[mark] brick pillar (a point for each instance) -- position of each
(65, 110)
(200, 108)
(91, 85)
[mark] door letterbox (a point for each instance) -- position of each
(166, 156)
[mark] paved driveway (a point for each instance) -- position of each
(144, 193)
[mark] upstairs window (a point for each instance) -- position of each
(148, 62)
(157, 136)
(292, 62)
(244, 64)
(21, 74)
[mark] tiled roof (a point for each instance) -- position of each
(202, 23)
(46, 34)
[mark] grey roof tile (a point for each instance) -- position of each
● ● ● ● ●
- _Your instructions_
From the first line to the last, copy every record exactly.

- _Exercise answer_
[mark] brick pillar (a point for each instance) -- position of each
(65, 110)
(200, 108)
(91, 85)
[mark] door letterbox (a point for each instance) -- position of each
(166, 156)
[mark] paved driveway (a point for each instance) -- position of each
(144, 193)
[mark] upstairs window (a point for each instance) -- position of each
(148, 62)
(157, 136)
(292, 62)
(244, 64)
(21, 74)
[mark] tiled roof (a point for each instance) -- position of each
(202, 23)
(46, 34)
[mark] grey roof tile (a point for each instance) -- position of each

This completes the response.